**GIVEN PROBLEM**
Change every "Practice step" in the items below to "Labeling task" and give all of the items again with nothing else altered, leaving the pictures out.

# Start of SOURCE RECORDS

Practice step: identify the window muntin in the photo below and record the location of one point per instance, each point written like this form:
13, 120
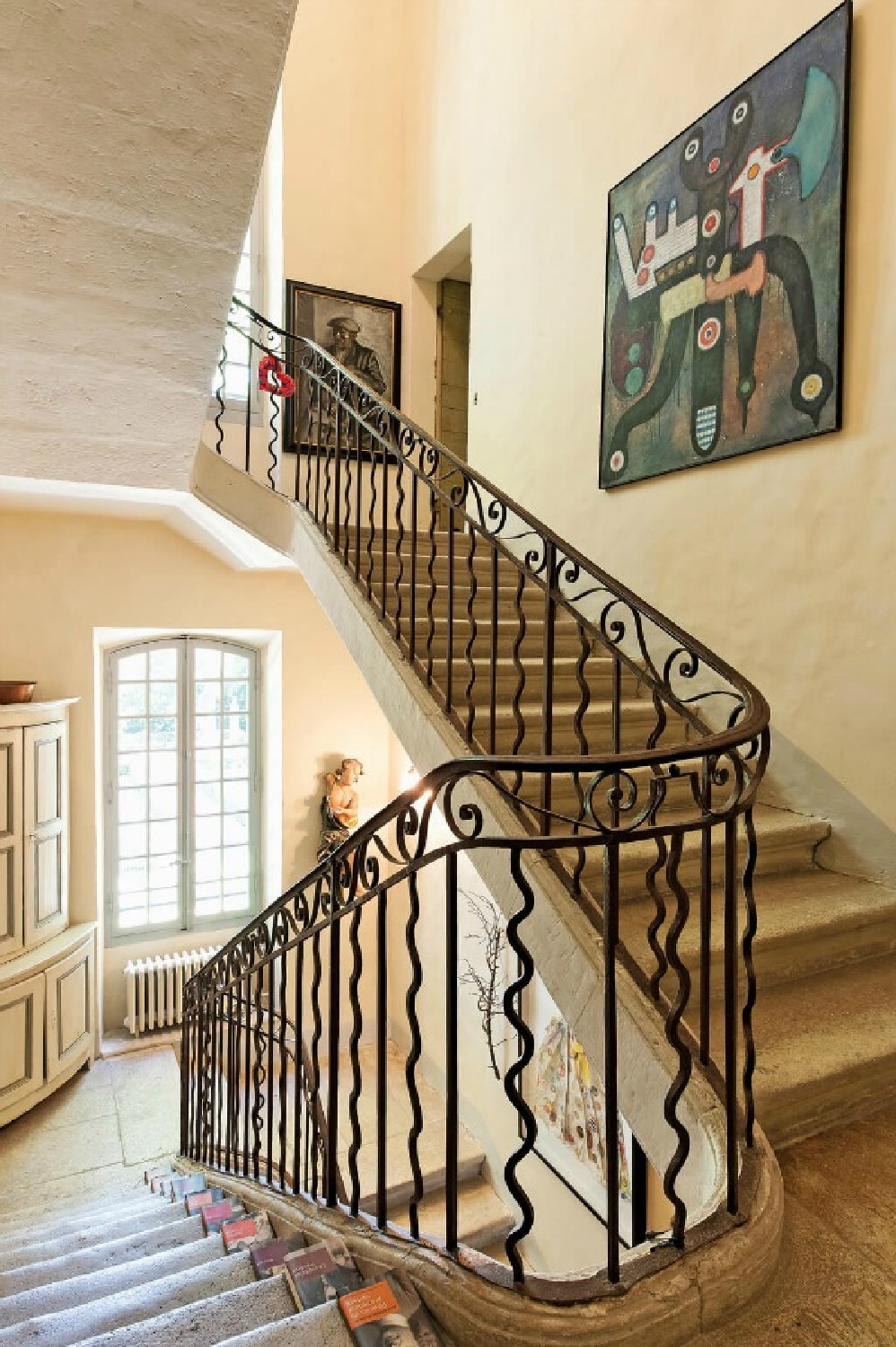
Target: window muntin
183, 784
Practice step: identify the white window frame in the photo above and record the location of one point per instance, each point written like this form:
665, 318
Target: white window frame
186, 919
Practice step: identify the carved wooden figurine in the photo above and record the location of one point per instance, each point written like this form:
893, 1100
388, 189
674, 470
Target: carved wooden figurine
339, 806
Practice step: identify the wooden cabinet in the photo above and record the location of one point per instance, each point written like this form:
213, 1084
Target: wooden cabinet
48, 969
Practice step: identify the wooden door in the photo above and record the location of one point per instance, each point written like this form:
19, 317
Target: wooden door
11, 929
46, 865
22, 1008
69, 1008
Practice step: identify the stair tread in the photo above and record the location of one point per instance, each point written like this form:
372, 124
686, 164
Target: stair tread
107, 1281
134, 1304
483, 1219
206, 1323
101, 1255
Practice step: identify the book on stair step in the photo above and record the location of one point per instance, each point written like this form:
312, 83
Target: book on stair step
321, 1273
197, 1201
217, 1212
374, 1319
267, 1260
245, 1231
423, 1327
185, 1185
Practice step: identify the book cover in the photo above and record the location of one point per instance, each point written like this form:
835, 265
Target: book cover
217, 1212
321, 1273
423, 1327
374, 1319
267, 1260
197, 1201
245, 1231
180, 1187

# End of SOURCE RECORDS

**RESPONSE**
Labeling task: identify the window muntin in the photo below and record the location of one point per instance, each point written like this form:
13, 120
Target: window muntin
183, 784
Labeling task: identify the white window frame in the photo above and record the location of one point per instance, each point written like this form:
665, 318
Target: white window frame
186, 919
Labeling task: identify the carved wooden figurine in the photo above and record the location of one point per instance, each point written like this form:
893, 1100
388, 189
674, 470
Target: carved wooden figurine
339, 806
Labeling task: identify the wooden cabinet in the photo above and record the location of one point per instance, each point written like this form:
213, 1084
Target: wooden cabinet
48, 969
Labeling task: identify the wooden door in the photo above and record the location of one point per instance, each point written like this form:
19, 317
Target: wooden door
11, 929
46, 865
22, 1008
69, 1008
Labeling task: identify the stair tread in the photo above and record the location of one point per instance, each point written like this form:
372, 124
686, 164
Target: stair tread
107, 1281
134, 1304
483, 1219
206, 1323
101, 1255
Labeling task: identify the book on stair step in the photo above and record the location of one point per instance, each point written like this form:
312, 83
Target: book on stair step
321, 1273
197, 1201
217, 1212
374, 1319
267, 1260
245, 1231
423, 1327
185, 1185
Labeling task: identify the book cover in the photo above and record the location of one point per instance, each point written like this form:
835, 265
Target: book cover
217, 1212
321, 1273
423, 1327
374, 1319
267, 1260
197, 1201
245, 1231
180, 1187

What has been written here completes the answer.